What is asked: Find every line below that contains the string "tail" and copy each of those lines. Matching is case-sensitive.

Data section:
--- START ---

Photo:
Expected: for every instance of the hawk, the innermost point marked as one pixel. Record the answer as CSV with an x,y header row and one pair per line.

--- END ---
--- START ---

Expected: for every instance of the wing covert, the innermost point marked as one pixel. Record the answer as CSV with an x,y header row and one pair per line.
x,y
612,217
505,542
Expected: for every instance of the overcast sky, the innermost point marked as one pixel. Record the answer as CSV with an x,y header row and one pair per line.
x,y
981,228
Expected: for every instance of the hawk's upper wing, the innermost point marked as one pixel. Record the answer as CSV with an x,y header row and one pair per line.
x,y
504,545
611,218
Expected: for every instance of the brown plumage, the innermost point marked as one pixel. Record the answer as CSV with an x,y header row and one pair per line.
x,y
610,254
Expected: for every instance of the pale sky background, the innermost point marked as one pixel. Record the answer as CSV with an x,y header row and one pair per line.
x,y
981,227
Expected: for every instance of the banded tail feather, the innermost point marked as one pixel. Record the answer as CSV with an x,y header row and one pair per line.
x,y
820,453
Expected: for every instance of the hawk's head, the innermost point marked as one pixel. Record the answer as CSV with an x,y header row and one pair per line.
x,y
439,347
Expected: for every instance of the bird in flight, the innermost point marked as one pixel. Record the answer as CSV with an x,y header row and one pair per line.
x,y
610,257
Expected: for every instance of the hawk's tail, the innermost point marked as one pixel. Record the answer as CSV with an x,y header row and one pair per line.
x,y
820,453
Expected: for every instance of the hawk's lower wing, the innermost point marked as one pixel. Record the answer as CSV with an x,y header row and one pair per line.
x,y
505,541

--- END ---
--- START ---

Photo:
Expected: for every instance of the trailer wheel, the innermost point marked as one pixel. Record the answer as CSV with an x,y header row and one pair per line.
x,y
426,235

--- END ---

Solution:
Expected: for every instance of the banded tail feather, the innermost point marked as one pixel. Record the answer as CSV with an x,y header row and one pair per line.
Expected: for every instance of the hawk's tail, the innermost point marked as one pixel. Record the answer as CSV with an x,y header row and one pair per line.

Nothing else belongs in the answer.